#### Required work
Express the records below as a two-column CSV with the header input_text,output_text. Give one row per record, with its text and its answer each in a single quoted field and any line breaks replaced by spaces.

#### Extracted information
==================================================

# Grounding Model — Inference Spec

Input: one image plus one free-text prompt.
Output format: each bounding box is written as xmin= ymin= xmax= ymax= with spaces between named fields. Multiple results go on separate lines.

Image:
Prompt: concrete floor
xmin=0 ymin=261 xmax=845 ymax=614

==================================================

#### Complete response
input_text,output_text
"# Grounding Model — Inference Spec Input: one image plus one free-text prompt. Output format: each bounding box is written as xmin= ymin= xmax= ymax= with spaces between named fields. Multiple results go on separate lines. Image: Prompt: concrete floor","xmin=0 ymin=261 xmax=845 ymax=614"